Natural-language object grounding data
--- --- ---

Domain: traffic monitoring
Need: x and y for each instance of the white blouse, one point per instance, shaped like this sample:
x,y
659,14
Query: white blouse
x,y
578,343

--- --- ---

# Work order
Nothing should appear in the answer except the lines from the one containing "Need: x and" to the end of the data above, reproduced exactly.

# Answer to this problem
Need: x and y for each instance of the white blouse, one point per instance, shaped like this sample:
x,y
659,14
Query: white blouse
x,y
578,343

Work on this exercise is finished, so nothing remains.